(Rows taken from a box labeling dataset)
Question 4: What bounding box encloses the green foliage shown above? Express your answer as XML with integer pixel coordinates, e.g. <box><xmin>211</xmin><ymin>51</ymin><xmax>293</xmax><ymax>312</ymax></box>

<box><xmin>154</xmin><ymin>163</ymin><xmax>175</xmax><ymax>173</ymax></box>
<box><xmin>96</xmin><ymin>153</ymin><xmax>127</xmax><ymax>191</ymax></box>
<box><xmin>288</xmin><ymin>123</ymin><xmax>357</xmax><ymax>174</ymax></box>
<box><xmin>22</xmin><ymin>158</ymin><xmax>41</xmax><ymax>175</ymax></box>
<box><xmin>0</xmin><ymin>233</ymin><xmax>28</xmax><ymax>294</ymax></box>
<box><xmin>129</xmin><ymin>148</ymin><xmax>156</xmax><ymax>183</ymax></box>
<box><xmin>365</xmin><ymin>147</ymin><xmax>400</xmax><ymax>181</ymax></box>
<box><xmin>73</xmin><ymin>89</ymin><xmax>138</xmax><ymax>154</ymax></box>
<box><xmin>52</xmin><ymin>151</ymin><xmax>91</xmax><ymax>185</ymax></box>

> **Written request**
Will you reproduce the entire listing above, line for line, without changing a single character?

> **Answer for this exercise**
Question 4: What bounding box encloses the green foliage shown above? Express your answer as XML with integer pixel coordinates, e.g. <box><xmin>211</xmin><ymin>51</ymin><xmax>293</xmax><ymax>312</ymax></box>

<box><xmin>154</xmin><ymin>163</ymin><xmax>175</xmax><ymax>173</ymax></box>
<box><xmin>96</xmin><ymin>153</ymin><xmax>127</xmax><ymax>191</ymax></box>
<box><xmin>288</xmin><ymin>123</ymin><xmax>357</xmax><ymax>174</ymax></box>
<box><xmin>22</xmin><ymin>158</ymin><xmax>41</xmax><ymax>175</ymax></box>
<box><xmin>0</xmin><ymin>233</ymin><xmax>28</xmax><ymax>294</ymax></box>
<box><xmin>129</xmin><ymin>148</ymin><xmax>156</xmax><ymax>183</ymax></box>
<box><xmin>365</xmin><ymin>147</ymin><xmax>400</xmax><ymax>181</ymax></box>
<box><xmin>73</xmin><ymin>89</ymin><xmax>138</xmax><ymax>154</ymax></box>
<box><xmin>52</xmin><ymin>151</ymin><xmax>91</xmax><ymax>185</ymax></box>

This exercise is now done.